# Supplied material

** Start **

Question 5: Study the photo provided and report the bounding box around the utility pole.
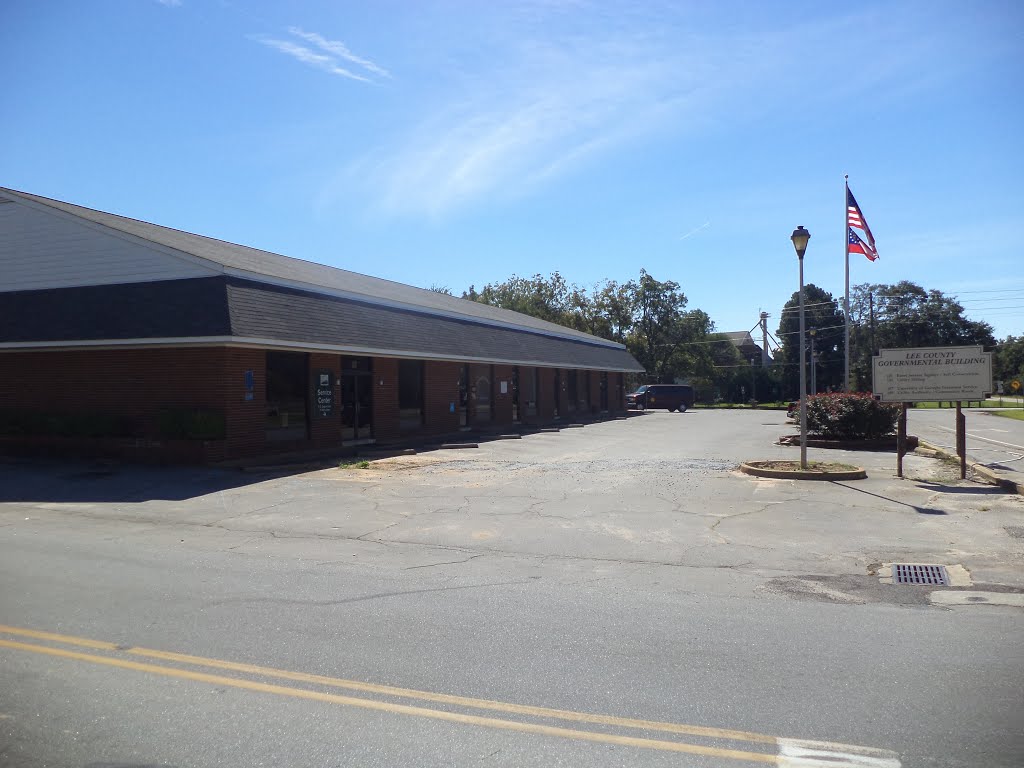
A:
[761,312,768,368]
[867,293,879,354]
[807,328,818,394]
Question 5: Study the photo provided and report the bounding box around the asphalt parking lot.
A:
[0,411,1024,768]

** End **

# Given instruction
Rewrite the lines above, replacing "asphalt parking lot" with "paved parking area" and leaving everything else unchanged. Omit the pictures from your version.

# Response to this task
Question 5: Study the photo provided and report the bounding box around the utility pole.
A:
[761,312,768,368]
[867,293,879,354]
[807,328,818,394]
Question 5: Study the photo provided and report the bounding box around the paved parking area.
A:
[0,411,1024,768]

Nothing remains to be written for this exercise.